__THE EXERCISE__. Rewrite all the rows below, requests included, and shift the outlines in the answers by adding 99 to every coordinate there. Leave the pictures out of your answer.

__DATA ENTRIES__.
# # # #

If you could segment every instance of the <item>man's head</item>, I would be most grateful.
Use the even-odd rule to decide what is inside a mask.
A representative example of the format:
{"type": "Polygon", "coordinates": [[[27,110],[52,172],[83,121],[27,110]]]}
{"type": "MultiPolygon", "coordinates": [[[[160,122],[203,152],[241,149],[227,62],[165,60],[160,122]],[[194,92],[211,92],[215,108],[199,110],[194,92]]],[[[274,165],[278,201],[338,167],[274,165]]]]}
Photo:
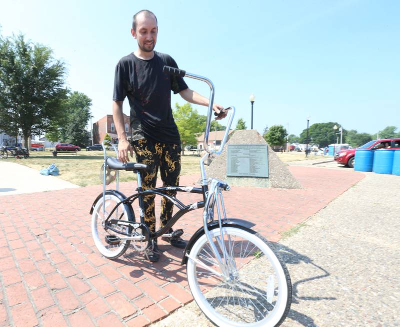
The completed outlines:
{"type": "Polygon", "coordinates": [[[134,15],[130,33],[142,51],[151,52],[154,50],[158,31],[157,18],[152,11],[142,10],[134,15]]]}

# # # #

__RESPONSE TO THE EXERCISE__.
If you could segment every instance of the <item>man's head</item>, I would be most grateful.
Use the even-odd rule to decide what is inside a mask.
A representative example of the format:
{"type": "Polygon", "coordinates": [[[27,110],[52,172],[83,121],[27,110]]]}
{"type": "MultiPolygon", "coordinates": [[[[160,122],[203,152],[241,149],[227,62],[165,60],[160,122]],[[194,92],[211,92],[215,108],[199,110],[194,92]]],[[[274,165],[278,201],[338,167],[274,165]]]]}
Photo:
The completed outlines:
{"type": "Polygon", "coordinates": [[[233,114],[229,132],[241,150],[250,151],[253,149],[257,130],[256,117],[251,110],[241,109],[233,114]]]}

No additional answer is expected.